[begin PROVIDED INFORMATION]

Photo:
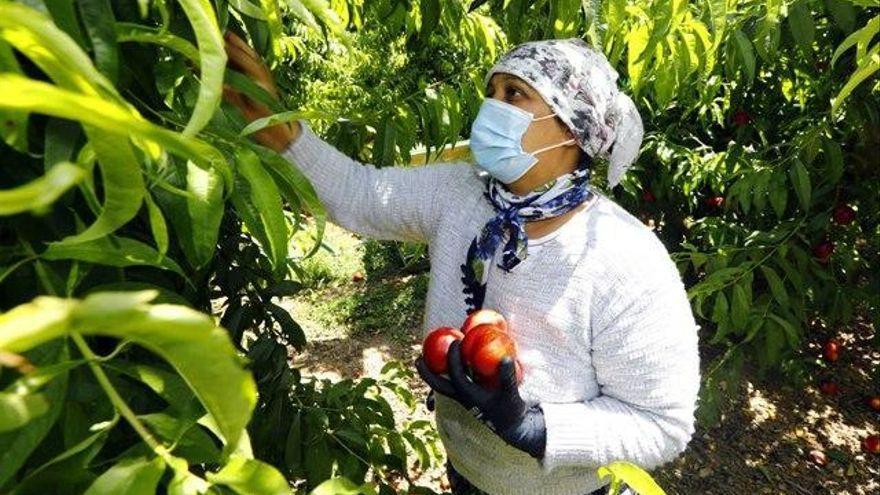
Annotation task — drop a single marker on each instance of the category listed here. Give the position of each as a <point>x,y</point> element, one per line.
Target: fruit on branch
<point>741,118</point>
<point>831,350</point>
<point>436,346</point>
<point>823,250</point>
<point>871,444</point>
<point>829,388</point>
<point>714,201</point>
<point>843,214</point>
<point>818,457</point>
<point>481,317</point>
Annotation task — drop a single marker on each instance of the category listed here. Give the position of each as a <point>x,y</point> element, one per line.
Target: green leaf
<point>746,53</point>
<point>340,486</point>
<point>777,288</point>
<point>16,410</point>
<point>296,187</point>
<point>212,62</point>
<point>137,33</point>
<point>40,193</point>
<point>843,13</point>
<point>157,224</point>
<point>791,333</point>
<point>860,39</point>
<point>196,218</point>
<point>260,200</point>
<point>36,36</point>
<point>778,195</point>
<point>123,184</point>
<point>97,17</point>
<point>130,476</point>
<point>272,14</point>
<point>24,94</point>
<point>800,21</point>
<point>111,251</point>
<point>739,307</point>
<point>565,16</point>
<point>18,444</point>
<point>201,352</point>
<point>248,9</point>
<point>638,479</point>
<point>250,477</point>
<point>13,124</point>
<point>800,178</point>
<point>863,72</point>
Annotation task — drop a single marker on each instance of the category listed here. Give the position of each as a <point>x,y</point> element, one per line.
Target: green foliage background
<point>132,199</point>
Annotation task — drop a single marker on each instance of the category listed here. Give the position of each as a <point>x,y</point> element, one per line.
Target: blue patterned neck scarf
<point>512,211</point>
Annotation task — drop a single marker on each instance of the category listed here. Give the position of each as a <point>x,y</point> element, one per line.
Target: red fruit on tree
<point>484,316</point>
<point>871,444</point>
<point>831,350</point>
<point>823,250</point>
<point>829,388</point>
<point>741,118</point>
<point>818,457</point>
<point>843,214</point>
<point>436,346</point>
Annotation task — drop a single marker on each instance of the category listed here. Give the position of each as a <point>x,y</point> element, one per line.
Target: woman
<point>606,336</point>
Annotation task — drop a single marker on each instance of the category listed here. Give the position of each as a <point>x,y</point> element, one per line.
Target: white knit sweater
<point>605,332</point>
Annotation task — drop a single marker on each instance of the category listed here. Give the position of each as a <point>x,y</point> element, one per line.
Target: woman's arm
<point>644,351</point>
<point>392,203</point>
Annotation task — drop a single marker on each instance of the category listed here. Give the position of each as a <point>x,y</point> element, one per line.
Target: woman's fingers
<point>239,43</point>
<point>434,381</point>
<point>458,375</point>
<point>241,61</point>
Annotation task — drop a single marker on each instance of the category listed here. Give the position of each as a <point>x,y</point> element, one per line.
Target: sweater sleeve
<point>389,203</point>
<point>644,351</point>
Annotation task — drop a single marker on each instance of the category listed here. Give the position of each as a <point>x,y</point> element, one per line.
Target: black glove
<point>519,424</point>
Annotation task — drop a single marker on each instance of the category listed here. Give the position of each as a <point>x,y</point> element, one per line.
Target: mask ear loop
<point>547,148</point>
<point>551,146</point>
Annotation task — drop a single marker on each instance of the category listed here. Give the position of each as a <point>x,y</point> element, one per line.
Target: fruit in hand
<point>485,353</point>
<point>481,317</point>
<point>436,346</point>
<point>831,350</point>
<point>871,444</point>
<point>843,215</point>
<point>473,337</point>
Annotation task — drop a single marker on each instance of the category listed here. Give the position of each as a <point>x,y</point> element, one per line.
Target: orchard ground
<point>762,444</point>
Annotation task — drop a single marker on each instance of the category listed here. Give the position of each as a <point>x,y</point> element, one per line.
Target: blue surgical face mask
<point>496,140</point>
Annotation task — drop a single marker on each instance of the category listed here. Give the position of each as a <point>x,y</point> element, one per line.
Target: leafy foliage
<point>121,171</point>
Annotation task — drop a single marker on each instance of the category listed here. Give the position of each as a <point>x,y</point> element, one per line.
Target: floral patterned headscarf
<point>578,83</point>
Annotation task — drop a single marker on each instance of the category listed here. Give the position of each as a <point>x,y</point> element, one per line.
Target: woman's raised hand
<point>243,58</point>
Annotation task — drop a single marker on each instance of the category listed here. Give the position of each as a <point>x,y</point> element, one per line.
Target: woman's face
<point>551,163</point>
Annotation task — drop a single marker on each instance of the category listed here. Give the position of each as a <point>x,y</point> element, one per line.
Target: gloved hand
<point>503,410</point>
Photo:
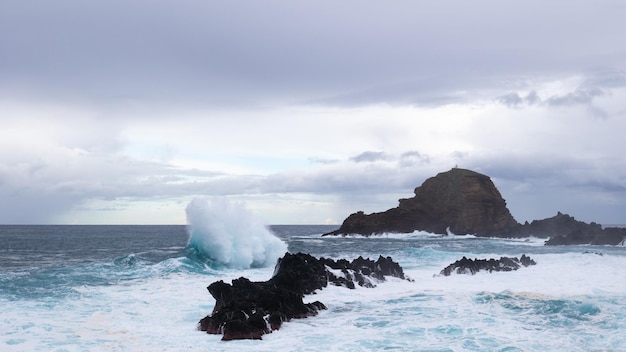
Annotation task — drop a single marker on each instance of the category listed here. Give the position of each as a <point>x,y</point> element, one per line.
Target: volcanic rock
<point>459,201</point>
<point>472,266</point>
<point>248,310</point>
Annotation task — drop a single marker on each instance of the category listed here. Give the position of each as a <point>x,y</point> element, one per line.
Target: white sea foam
<point>230,234</point>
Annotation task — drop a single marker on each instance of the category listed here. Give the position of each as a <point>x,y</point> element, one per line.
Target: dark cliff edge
<point>462,201</point>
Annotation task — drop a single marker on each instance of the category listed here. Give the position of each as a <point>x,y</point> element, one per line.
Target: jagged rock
<point>466,202</point>
<point>248,310</point>
<point>472,266</point>
<point>459,200</point>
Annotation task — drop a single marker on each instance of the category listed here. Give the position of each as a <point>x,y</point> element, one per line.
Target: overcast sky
<point>123,111</point>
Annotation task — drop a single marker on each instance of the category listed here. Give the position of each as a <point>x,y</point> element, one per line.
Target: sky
<point>122,112</point>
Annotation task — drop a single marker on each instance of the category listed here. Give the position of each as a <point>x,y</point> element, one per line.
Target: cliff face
<point>466,202</point>
<point>460,200</point>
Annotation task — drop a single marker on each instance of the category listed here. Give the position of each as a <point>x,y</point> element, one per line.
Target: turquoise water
<point>138,288</point>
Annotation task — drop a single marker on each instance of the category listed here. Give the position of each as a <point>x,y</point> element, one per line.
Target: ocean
<point>143,288</point>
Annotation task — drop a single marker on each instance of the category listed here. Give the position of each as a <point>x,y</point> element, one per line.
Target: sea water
<point>143,288</point>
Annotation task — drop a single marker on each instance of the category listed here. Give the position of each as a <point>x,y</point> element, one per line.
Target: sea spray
<point>228,233</point>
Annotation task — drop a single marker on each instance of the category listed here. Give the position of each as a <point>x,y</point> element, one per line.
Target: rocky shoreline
<point>248,310</point>
<point>462,201</point>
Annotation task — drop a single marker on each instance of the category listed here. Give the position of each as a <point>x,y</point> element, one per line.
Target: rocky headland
<point>248,310</point>
<point>462,201</point>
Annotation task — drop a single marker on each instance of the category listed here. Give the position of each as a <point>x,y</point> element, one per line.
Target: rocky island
<point>462,201</point>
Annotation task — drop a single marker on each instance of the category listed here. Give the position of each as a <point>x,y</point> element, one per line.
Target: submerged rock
<point>248,310</point>
<point>472,266</point>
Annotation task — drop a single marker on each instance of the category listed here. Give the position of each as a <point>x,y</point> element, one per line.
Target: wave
<point>230,234</point>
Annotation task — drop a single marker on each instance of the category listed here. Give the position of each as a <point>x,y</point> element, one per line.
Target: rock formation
<point>466,202</point>
<point>459,200</point>
<point>247,310</point>
<point>469,266</point>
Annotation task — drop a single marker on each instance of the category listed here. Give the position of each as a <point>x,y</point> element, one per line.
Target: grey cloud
<point>582,95</point>
<point>248,54</point>
<point>510,100</point>
<point>370,156</point>
<point>413,158</point>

[end PROVIDED INFORMATION]

> _YOUR TASK_: Rewrite every line of the listing above as a Markdown table with two columns, "No." for the row number and "Text" for the line, skipping blank lines. Omit the pictures from your table.

> _FINISHED TASK_:
| No. | Text |
|---|---|
| 1 | Photo: |
| 2 | Annotation task — drop a single marker on each instance of the category listed here. Give the position of each as a <point>x,y</point> element, one per line. |
| 3 | Target: fruit on branch |
| 4 | <point>741,118</point> |
| 5 | <point>831,350</point> |
| 6 | <point>436,346</point> |
| 7 | <point>823,250</point> |
| 8 | <point>871,444</point> |
| 9 | <point>829,388</point> |
| 10 | <point>714,201</point> |
| 11 | <point>843,214</point> |
| 12 | <point>818,457</point> |
| 13 | <point>481,317</point> |
| 14 | Annotation task — drop a single marker on each instance of the category listed here. Give the position of each as a <point>x,y</point> element, one per line. |
| 15 | Target: green leaf |
| 16 | <point>746,53</point> |
| 17 | <point>340,486</point> |
| 18 | <point>777,288</point> |
| 19 | <point>16,410</point> |
| 20 | <point>296,187</point> |
| 21 | <point>212,62</point> |
| 22 | <point>137,33</point> |
| 23 | <point>40,193</point> |
| 24 | <point>843,13</point> |
| 25 | <point>157,224</point> |
| 26 | <point>791,333</point> |
| 27 | <point>860,39</point> |
| 28 | <point>196,218</point> |
| 29 | <point>260,200</point> |
| 30 | <point>36,36</point> |
| 31 | <point>778,195</point> |
| 32 | <point>123,184</point> |
| 33 | <point>97,17</point> |
| 34 | <point>130,476</point> |
| 35 | <point>272,14</point> |
| 36 | <point>24,94</point> |
| 37 | <point>800,21</point> |
| 38 | <point>111,251</point> |
| 39 | <point>739,307</point> |
| 40 | <point>565,16</point> |
| 41 | <point>18,444</point> |
| 42 | <point>201,352</point> |
| 43 | <point>248,9</point> |
| 44 | <point>638,479</point> |
| 45 | <point>250,477</point> |
| 46 | <point>13,124</point> |
| 47 | <point>800,178</point> |
| 48 | <point>863,72</point> |
| 49 | Annotation task — drop a single marker on each instance of the category listed here. Give the position of each as a <point>x,y</point> element, one per line. |
| 50 | Target: green foliage background |
| 51 | <point>132,199</point> |
| 52 | Annotation task — drop a single marker on each instance of the category listed here. Give the position of each as a <point>x,y</point> element, one per line. |
| 53 | Target: blue patterned neck scarf |
| 54 | <point>512,211</point> |
| 55 | Annotation task — drop a single marker on each instance of the category listed here. Give the position of each as a <point>x,y</point> element, one per line. |
| 56 | Target: red fruit on tree |
| 57 | <point>484,316</point> |
| 58 | <point>871,444</point> |
| 59 | <point>831,350</point> |
| 60 | <point>823,250</point> |
| 61 | <point>829,388</point> |
| 62 | <point>741,118</point> |
| 63 | <point>818,457</point> |
| 64 | <point>843,214</point> |
| 65 | <point>436,346</point> |
| 66 | Annotation task — drop a single marker on each instance of the category listed here. Give the position of each as a <point>x,y</point> element, one per line. |
| 67 | Target: woman |
| 68 | <point>606,336</point> |
| 69 | Annotation task — drop a single marker on each instance of the category listed here. Give the position of each as a <point>x,y</point> element, one per line. |
| 70 | Target: white knit sweater |
| 71 | <point>605,332</point> |
| 72 | Annotation task — drop a single marker on each instance of the category listed here. Give the position of each as a <point>x,y</point> element, one per line. |
| 73 | Target: woman's arm |
| 74 | <point>644,351</point> |
| 75 | <point>392,203</point> |
| 76 | Annotation task — drop a single marker on each instance of the category listed here. Give the position of each as a <point>x,y</point> element, one per line. |
| 77 | Target: woman's fingers |
| 78 | <point>239,43</point> |
| 79 | <point>434,381</point> |
| 80 | <point>458,375</point> |
| 81 | <point>241,61</point> |
| 82 | Annotation task — drop a single marker on each instance of the category listed here. Give the position of each as a <point>x,y</point> element, one per line. |
| 83 | Target: sweater sleeve |
| 84 | <point>389,203</point> |
| 85 | <point>644,351</point> |
| 86 | Annotation task — drop a single marker on each instance of the category listed here. Give the position of each as a <point>x,y</point> element, one per line. |
| 87 | Target: black glove |
| 88 | <point>519,424</point> |
| 89 | Annotation task — drop a single marker on each instance of the category listed here. Give the position of each as a <point>x,y</point> element, one per line. |
| 90 | Target: mask ear loop |
| 91 | <point>547,148</point> |
| 92 | <point>551,146</point> |
| 93 | Annotation task — drop a single marker on each instance of the category listed here. Give the position of each as a <point>x,y</point> element, one per line. |
| 94 | Target: fruit in hand |
| 95 | <point>485,353</point> |
| 96 | <point>481,317</point> |
| 97 | <point>436,346</point> |
| 98 | <point>831,350</point> |
| 99 | <point>871,444</point> |
| 100 | <point>843,215</point> |
| 101 | <point>473,337</point> |
| 102 | Annotation task — drop a single marker on each instance of the category listed here. Give the position of each as a <point>x,y</point> element, one per line. |
| 103 | Target: orchard ground |
| 104 | <point>762,444</point> |
| 105 | Annotation task — drop a single marker on each instance of the category listed here. Give the position of each as a <point>x,y</point> element, one per line. |
| 106 | Target: blue surgical face mask |
| 107 | <point>496,140</point> |
| 108 | Annotation task — drop a single marker on each instance of the category listed here. Give the position of each as a <point>x,y</point> element, one per line. |
| 109 | Target: leafy foliage |
| 110 | <point>121,171</point> |
| 111 | Annotation task — drop a single marker on each instance of the category listed here. Give the position of each as a <point>x,y</point> element, one per line. |
| 112 | Target: floral patterned headscarf |
| 113 | <point>578,83</point> |
| 114 | Annotation task — drop a single marker on each instance of the category listed here. Give the position of each as a <point>x,y</point> element, one per line. |
| 115 | Target: woman's raised hand |
| 116 | <point>243,58</point> |
| 117 | Annotation task — drop a single marker on each instance of the category listed here. Give the position of each as a <point>x,y</point> element, one per line. |
| 118 | Target: woman's face |
| 119 | <point>551,163</point> |
| 120 | Annotation task — drop a single marker on each instance of the category listed here. Give the position of each as a <point>x,y</point> element, one per line. |
| 121 | Target: gloved hand |
| 122 | <point>503,410</point> |
| 123 | Photo: |
| 124 | Annotation task — drop a single marker on each instance of the category listed here. Give the position of each as a <point>x,y</point> element, one per line. |
| 125 | Target: volcanic rock |
| 126 | <point>459,201</point> |
| 127 | <point>472,266</point> |
| 128 | <point>248,310</point> |
| 129 | Annotation task — drop a single marker on each instance of the category listed here. Give the position of each as a <point>x,y</point> element, one per line. |
| 130 | Target: white sea foam |
| 131 | <point>230,234</point> |
| 132 | Annotation task — drop a single marker on each instance of the category listed here. Give the position of each as a <point>x,y</point> element, one per line. |
| 133 | Target: dark cliff edge |
| 134 | <point>462,201</point> |
| 135 | Annotation task — drop a single marker on each instance of the category listed here. Give the position of each as a <point>x,y</point> element, one per line. |
| 136 | Target: jagged rock |
| 137 | <point>466,202</point> |
| 138 | <point>248,310</point> |
| 139 | <point>472,266</point> |
| 140 | <point>459,200</point> |
| 141 | Annotation task — drop a single marker on each instance of the category listed here. Give the position of each as a <point>x,y</point> element, one per line. |
| 142 | Target: overcast sky |
| 143 | <point>123,111</point> |
| 144 | Annotation task — drop a single marker on each instance of the category listed here. Give the position of each as a <point>x,y</point> element, one per line. |
| 145 | Target: sky |
| 146 | <point>122,112</point> |
| 147 | Annotation task — drop a single marker on each instance of the category listed here. Give the position of each as a <point>x,y</point> element, one per line. |
| 148 | Target: cliff face |
| 149 | <point>466,202</point> |
| 150 | <point>460,200</point> |
| 151 | Annotation task — drop a single marker on each instance of the category listed here. Give the position of each as a <point>x,y</point> element, one per line. |
| 152 | Target: turquoise water |
| 153 | <point>138,288</point> |
| 154 | Annotation task — drop a single marker on each instance of the category listed here. Give the position of each as a <point>x,y</point> element, one per line. |
| 155 | Target: ocean |
| 156 | <point>143,288</point> |
| 157 | Annotation task — drop a single marker on each instance of the category listed here. Give the position of each as a <point>x,y</point> element, one per line. |
| 158 | Target: sea water |
| 159 | <point>143,288</point> |
| 160 | Annotation task — drop a single marker on each instance of the category listed here. Give the position of each as a <point>x,y</point> element, one per line. |
| 161 | Target: sea spray |
| 162 | <point>228,233</point> |
| 163 | Annotation task — drop a single marker on each instance of the category listed here. Give the position of each as a <point>x,y</point> element, one per line. |
| 164 | Target: rocky shoreline |
| 165 | <point>248,310</point> |
| 166 | <point>462,201</point> |
| 167 | Annotation task — drop a single marker on each instance of the category listed here. Give the position of each as a <point>x,y</point> element, one per line. |
| 168 | Target: rocky headland |
| 169 | <point>248,310</point> |
| 170 | <point>462,201</point> |
| 171 | Annotation task — drop a single marker on each instance of the category listed here. Give the position of each as a <point>x,y</point> element, one per line. |
| 172 | Target: rocky island |
| 173 | <point>462,201</point> |
| 174 | Annotation task — drop a single marker on each instance of the category listed here. Give the position of each as a <point>x,y</point> element, one per line. |
| 175 | Target: submerged rock |
| 176 | <point>248,310</point> |
| 177 | <point>472,266</point> |
| 178 | Annotation task — drop a single marker on each instance of the category listed here. Give the position of each as a <point>x,y</point> element, one per line. |
| 179 | Target: wave |
| 180 | <point>230,234</point> |
| 181 | Annotation task — drop a single marker on each instance of the category listed here. Give the position of each as a <point>x,y</point> element, one per line. |
| 182 | Target: rock formation |
| 183 | <point>466,202</point> |
| 184 | <point>459,200</point> |
| 185 | <point>247,310</point> |
| 186 | <point>469,266</point> |
| 187 | Annotation task — drop a single marker on each instance of the category listed here. Give the position of each as a <point>x,y</point> element, one per line. |
| 188 | Target: grey cloud |
| 189 | <point>582,95</point> |
| 190 | <point>248,54</point> |
| 191 | <point>510,100</point> |
| 192 | <point>370,156</point> |
| 193 | <point>413,158</point> |